Problem to solve:
According to the commit text, which function contained the rule sorting logic that was removed?

Reading passage:

Remove rule sorting step (#68)

It turns out that the whole rule sorting logic in `_sort_by_frequency`
wasn't necessary, so let's get rid of it. This PR also moves some code
around for clarity.

docs/src/binary-classification.jl

@@ -215,7 +215,7 @@ Therefore, it makes more sense to truncate the rules to somewhere in the range 5
 `max_depth` specifies how many levels the trees have.
 For larger datasets, `max_depth=2` makes the most sense since it can find more complex patterns in the data.
 For smaller datasets, `max_depth=1` makes more sense since it reduces the chance of overfitting.
-It also simplifies the rules because with `max_depth=1`, the rule will contain only one conditional (for example, "if A then ...") versus two conditionals (for example, "if A & B then ...").
+It also simplifies the rules because with `max_depth=1`, the rule will contain only one subclause (for example, "if A then ...") versus two subclauses (for example, "if A & B then ...").
 In some cases, model accuracy can be improved by increasing `n_trees`.
 The higher this number, the more trees are fitted and, hence, the higher the chance that the right rules are extracted from the trees.
 """
@@ -232,8 +232,8 @@ Since we know that the model performs well on the cross-validations, we can fit
 md"""
 ## Visualization
 
-Since our rules are relatively simple with only a binary outcome and only one clause in each rule, the following figure is a way to visualize the obtained rules per fold.
-For multiple clauses, I would not know how to visualize the rules.
+Since our rules are relatively simple with only a binary outcome and only one subclause in each rule, the following figure is a way to visualize the obtained rules per fold.
+For multiple subclauses, I would not know how to visualize the rules.
 Also, this plot is probably not perfect; let me know if you have suggestions.
 
 This figure shows the model uncertainty by visualizing the obtained models for different cross-validation folds.

src/dependent.jl

@@ -224,24 +224,6 @@ function _sort_by_gap_size(rules::Vector{Rule})

Excerpts of bounding box data
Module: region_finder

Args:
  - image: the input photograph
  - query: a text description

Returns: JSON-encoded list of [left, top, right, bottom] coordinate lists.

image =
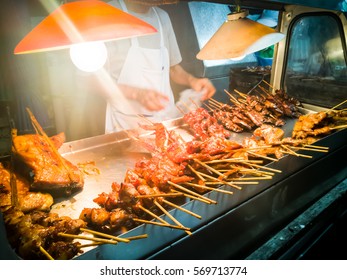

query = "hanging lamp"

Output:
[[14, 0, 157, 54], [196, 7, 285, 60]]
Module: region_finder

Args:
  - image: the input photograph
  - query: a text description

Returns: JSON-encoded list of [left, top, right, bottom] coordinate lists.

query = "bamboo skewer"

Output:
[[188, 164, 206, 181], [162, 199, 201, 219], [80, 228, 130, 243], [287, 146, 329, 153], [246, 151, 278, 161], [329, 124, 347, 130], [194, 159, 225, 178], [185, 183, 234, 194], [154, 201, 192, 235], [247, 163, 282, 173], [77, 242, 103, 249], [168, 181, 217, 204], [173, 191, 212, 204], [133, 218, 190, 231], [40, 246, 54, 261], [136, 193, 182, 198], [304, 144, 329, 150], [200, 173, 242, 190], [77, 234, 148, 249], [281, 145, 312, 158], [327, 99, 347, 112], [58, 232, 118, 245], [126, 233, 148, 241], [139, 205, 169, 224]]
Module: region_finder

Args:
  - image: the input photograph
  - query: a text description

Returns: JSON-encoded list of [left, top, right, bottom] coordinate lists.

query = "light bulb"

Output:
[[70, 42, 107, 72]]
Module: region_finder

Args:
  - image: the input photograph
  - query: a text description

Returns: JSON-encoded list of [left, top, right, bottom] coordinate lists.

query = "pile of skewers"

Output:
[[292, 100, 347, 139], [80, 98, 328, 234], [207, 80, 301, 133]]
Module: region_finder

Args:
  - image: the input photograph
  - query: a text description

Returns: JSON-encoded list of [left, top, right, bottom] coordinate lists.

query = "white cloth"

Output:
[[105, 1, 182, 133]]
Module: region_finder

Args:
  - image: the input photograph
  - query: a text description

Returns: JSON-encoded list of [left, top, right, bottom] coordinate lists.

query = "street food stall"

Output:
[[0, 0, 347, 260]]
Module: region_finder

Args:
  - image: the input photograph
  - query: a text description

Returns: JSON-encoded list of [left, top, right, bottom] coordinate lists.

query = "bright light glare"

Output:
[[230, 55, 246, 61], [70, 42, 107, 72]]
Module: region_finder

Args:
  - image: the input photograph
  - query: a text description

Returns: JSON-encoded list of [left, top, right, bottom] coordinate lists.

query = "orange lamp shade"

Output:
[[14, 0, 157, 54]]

Expected answer:
`_sort_by_frequency`